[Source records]
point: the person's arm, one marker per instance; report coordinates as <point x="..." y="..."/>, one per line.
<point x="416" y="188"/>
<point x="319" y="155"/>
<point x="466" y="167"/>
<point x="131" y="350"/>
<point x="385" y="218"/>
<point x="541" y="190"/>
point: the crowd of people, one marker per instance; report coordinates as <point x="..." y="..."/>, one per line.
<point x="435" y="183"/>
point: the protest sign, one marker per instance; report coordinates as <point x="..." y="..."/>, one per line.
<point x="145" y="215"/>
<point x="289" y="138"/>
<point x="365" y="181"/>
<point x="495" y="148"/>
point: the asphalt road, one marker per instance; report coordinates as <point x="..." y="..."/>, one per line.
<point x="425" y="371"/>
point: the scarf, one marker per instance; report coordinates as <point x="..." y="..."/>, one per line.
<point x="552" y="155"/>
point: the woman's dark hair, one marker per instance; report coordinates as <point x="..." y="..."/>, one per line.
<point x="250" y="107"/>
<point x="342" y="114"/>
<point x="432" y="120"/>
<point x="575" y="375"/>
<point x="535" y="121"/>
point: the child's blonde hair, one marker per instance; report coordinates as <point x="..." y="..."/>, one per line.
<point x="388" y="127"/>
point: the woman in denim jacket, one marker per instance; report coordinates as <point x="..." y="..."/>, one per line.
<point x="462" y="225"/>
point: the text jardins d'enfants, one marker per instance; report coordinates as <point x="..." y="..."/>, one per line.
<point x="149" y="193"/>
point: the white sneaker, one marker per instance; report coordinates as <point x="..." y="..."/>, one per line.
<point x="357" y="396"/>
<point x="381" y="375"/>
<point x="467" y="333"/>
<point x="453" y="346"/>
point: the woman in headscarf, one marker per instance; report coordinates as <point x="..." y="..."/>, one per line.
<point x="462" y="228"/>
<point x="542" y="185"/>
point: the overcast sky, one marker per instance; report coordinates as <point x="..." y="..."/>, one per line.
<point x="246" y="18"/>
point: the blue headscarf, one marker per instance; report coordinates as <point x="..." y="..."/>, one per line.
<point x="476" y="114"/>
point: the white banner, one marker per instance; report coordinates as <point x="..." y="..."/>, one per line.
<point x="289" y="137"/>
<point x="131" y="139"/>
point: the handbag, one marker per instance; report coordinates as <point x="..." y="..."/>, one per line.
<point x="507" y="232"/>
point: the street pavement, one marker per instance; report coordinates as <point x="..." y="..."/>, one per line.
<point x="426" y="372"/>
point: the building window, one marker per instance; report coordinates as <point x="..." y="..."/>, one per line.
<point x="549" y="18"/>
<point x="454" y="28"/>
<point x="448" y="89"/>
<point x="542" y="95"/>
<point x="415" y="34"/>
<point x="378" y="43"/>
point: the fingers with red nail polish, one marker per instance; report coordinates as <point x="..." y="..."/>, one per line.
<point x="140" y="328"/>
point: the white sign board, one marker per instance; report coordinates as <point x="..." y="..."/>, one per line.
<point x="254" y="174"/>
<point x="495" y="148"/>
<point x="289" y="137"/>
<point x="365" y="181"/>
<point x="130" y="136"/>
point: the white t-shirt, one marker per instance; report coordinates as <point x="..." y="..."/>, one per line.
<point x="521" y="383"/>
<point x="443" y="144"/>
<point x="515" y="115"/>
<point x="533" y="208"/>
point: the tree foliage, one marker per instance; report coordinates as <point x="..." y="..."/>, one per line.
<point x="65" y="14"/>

PROBLEM TO WORK ON:
The records above should be restated exactly, line for line.

REPLY TO THE TASK:
point: the person's arm, one marker per instance; report coordinates as <point x="..." y="..."/>, one per line.
<point x="416" y="188"/>
<point x="319" y="155"/>
<point x="466" y="167"/>
<point x="131" y="350"/>
<point x="385" y="218"/>
<point x="541" y="190"/>
point: the crowd of people, one marker per instance; report coordinates as <point x="..." y="..."/>, one per line.
<point x="435" y="183"/>
point: the protest sign, one marker per instance; report coordinates as <point x="..." y="..."/>, one per line.
<point x="145" y="215"/>
<point x="289" y="138"/>
<point x="365" y="181"/>
<point x="495" y="148"/>
point: the asphalt road, one marker per instance; report coordinates as <point x="..." y="..."/>, one per line.
<point x="425" y="371"/>
point: the scarf, one marker per instance; report coordinates as <point x="..." y="..."/>, one per line.
<point x="552" y="155"/>
point: the woman's dark hair, one marker per instance; report coordinates as <point x="..." y="..."/>, one per line.
<point x="250" y="107"/>
<point x="342" y="114"/>
<point x="432" y="120"/>
<point x="575" y="375"/>
<point x="535" y="121"/>
point: the child's blonde hair, one marker per instance; report coordinates as <point x="..." y="..."/>, one per line.
<point x="388" y="127"/>
point: the woman in denim jacket, one marker per instance; report coordinates as <point x="..." y="..."/>, one per line.
<point x="462" y="225"/>
point: the text jardins d'enfants, one marker per instance; report coordinates as <point x="..." y="..."/>, one per line.
<point x="149" y="193"/>
point: the white sneaker, one marker per instance; report coordinates as <point x="..." y="..."/>, one per line.
<point x="357" y="396"/>
<point x="381" y="375"/>
<point x="467" y="333"/>
<point x="453" y="346"/>
point: the woman in headscarf, one marker per instance; report coordinates as <point x="..." y="..."/>, one per line.
<point x="462" y="228"/>
<point x="542" y="185"/>
point: the overcast sky, one marker per instance; report coordinates as <point x="..." y="..."/>, one per line.
<point x="246" y="18"/>
point: the blue headscarf, one marker per instance; report coordinates as <point x="..." y="..."/>, one per line.
<point x="476" y="114"/>
point: the white banner, one marker per instance; report coordinates as <point x="..." y="..."/>, one per line.
<point x="289" y="137"/>
<point x="131" y="139"/>
point: the handbag, one marker per instance; report coordinates as <point x="..." y="..."/>, one per line.
<point x="507" y="232"/>
point: the street pavement, one marker per instance; report coordinates as <point x="..." y="..."/>, one per line.
<point x="426" y="372"/>
point: the building window, one marker per instance; report coordinates as <point x="..." y="..."/>, one per line.
<point x="549" y="18"/>
<point x="454" y="28"/>
<point x="448" y="89"/>
<point x="542" y="95"/>
<point x="415" y="34"/>
<point x="378" y="43"/>
point: the fingers with red nail polish, one marker per instance; report coordinates as <point x="..." y="..."/>, one per line.
<point x="140" y="328"/>
point: the white sign board, one marker per instance; report coordinates as <point x="..." y="..."/>, one per line.
<point x="254" y="174"/>
<point x="495" y="148"/>
<point x="289" y="137"/>
<point x="365" y="181"/>
<point x="130" y="136"/>
point: the white t-shirt, one marker per instance; report coordinates as <point x="..." y="..."/>, one per line.
<point x="521" y="383"/>
<point x="443" y="144"/>
<point x="515" y="115"/>
<point x="533" y="208"/>
point: the tree foliage, one marker per instance; report coordinates as <point x="..." y="..."/>, one per line.
<point x="65" y="14"/>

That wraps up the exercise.